*What to work on*
Please print every line of the material below exactly.
──────
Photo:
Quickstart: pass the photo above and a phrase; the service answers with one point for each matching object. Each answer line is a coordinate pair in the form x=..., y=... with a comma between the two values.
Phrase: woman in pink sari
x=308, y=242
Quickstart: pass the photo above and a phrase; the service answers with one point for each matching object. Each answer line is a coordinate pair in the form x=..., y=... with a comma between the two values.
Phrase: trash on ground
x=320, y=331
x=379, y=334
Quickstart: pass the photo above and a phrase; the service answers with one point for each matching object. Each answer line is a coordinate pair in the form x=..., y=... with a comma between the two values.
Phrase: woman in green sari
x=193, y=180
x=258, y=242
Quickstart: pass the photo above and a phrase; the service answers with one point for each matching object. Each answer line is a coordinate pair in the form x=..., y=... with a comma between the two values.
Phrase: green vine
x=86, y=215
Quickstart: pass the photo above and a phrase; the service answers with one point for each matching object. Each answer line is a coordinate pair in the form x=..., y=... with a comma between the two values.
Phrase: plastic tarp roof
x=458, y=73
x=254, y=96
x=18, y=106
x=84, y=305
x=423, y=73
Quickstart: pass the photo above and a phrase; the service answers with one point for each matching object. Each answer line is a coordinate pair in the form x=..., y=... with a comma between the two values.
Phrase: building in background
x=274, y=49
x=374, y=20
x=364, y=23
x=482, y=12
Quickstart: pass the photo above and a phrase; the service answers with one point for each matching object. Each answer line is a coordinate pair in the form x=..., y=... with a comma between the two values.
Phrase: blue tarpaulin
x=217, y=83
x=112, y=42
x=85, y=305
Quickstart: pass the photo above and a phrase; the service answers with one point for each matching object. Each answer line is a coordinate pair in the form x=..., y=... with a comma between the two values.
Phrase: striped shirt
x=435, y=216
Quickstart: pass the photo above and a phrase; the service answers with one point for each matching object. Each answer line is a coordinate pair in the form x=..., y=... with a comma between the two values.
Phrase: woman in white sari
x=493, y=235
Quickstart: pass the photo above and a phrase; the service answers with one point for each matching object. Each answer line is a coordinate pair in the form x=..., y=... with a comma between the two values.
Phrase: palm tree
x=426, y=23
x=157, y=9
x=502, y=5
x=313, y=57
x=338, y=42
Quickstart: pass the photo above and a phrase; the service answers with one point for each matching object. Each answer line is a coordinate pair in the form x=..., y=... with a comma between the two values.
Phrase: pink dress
──────
*Completed exercise*
Photo:
Quickstart: pass the photo above and a phrase; the service answers with one point for each matching object. Each answer line is a coordinate pair in the form x=..., y=... with a comma between the two values.
Phrase: woman in pink sari
x=308, y=242
Quickstart: pass the photo above and a phrase; the service answers with one point for each matching object. Each answer line is a coordinate pair in the form x=..., y=... with a comma between the two values.
Phrase: trash on ground
x=320, y=331
x=379, y=334
Quickstart: pass the photo above and a phrase; the service answers with one point for each matching object. Each answer line is a coordinate pair in the form x=..., y=... with a comma between the two values.
Phrase: woman in green sari
x=193, y=180
x=258, y=242
Quickstart: pass the photo above and a phrase; the service answers with one point for each matching object. Each answer line is a coordinate pair in the form x=..., y=... with a comma between the two values.
Phrase: green vine
x=86, y=215
Quickstart: pass the photo above and a phrase; the service answers with one point for each matching object. Each answer line is a coordinate pair in the form x=..., y=... with a comma between the two values.
Phrase: plastic tarp roof
x=458, y=73
x=254, y=96
x=18, y=106
x=84, y=305
x=423, y=73
Quickstart: pass the photo above and a phrase; the service answers with one point for each matching object. Each answer line is a coordinate pair in the form x=..., y=... with a comma between the two values.
Phrase: building in background
x=274, y=49
x=374, y=20
x=364, y=23
x=482, y=12
Quickstart: pass the photo above and a phrase; the service answers with one point for each matching object. Each answer line is a coordinate pair in the form x=..., y=... with a comma between the two values.
Phrase: blue tarpaulin
x=217, y=83
x=112, y=42
x=85, y=305
Quickstart: pass the photo above and a phrase; the service answers with one point for each matching object. Each answer line is a coordinate pair in the form x=..., y=... with a comma between the two values.
Phrase: striped shirt
x=435, y=216
Quickstart: pass the photo above and a phrase; the service answers with one point for each matching object. Each answer line is a coordinate pair in the form x=..., y=... with a comma between the two values.
Phrase: woman in white sari
x=493, y=235
Quickstart: pass the photo above and a phrase; the service answers with one point for each matching object. Each answer line is a coordinate pair in the form x=..., y=... with a comma between the two values.
Phrase: palm tree
x=426, y=23
x=157, y=9
x=502, y=5
x=313, y=57
x=338, y=42
Quickstart: pass the photo above and a phrase; the service answers with one point for each matching object. Each answer line is a coordinate pair in the form x=..., y=... with a comma between the two values.
Phrase: pink dress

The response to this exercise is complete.